— PROMPT —
Each line of the records that holds "instance" should be shown in full.

— SOURCE MATERIAL —
○ ○ ○ ○
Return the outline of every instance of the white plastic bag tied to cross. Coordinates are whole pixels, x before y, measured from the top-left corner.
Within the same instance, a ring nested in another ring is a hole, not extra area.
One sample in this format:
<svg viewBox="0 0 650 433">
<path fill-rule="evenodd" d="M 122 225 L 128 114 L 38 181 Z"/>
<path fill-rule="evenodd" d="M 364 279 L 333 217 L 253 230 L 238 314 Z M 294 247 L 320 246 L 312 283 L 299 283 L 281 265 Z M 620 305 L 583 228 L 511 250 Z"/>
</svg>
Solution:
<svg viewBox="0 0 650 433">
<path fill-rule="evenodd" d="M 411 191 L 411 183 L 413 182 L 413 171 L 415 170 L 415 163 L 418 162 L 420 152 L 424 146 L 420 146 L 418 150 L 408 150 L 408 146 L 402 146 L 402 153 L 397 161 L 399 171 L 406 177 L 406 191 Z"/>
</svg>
○ ○ ○ ○
— ANSWER TO THE PROBLEM —
Return the outline of every instance of the white plastic bag tied to cross. Coordinates are whole pixels, x before y, measured from the top-left corner.
Within the same instance, a ring nested in another ring is a hole, not extra area.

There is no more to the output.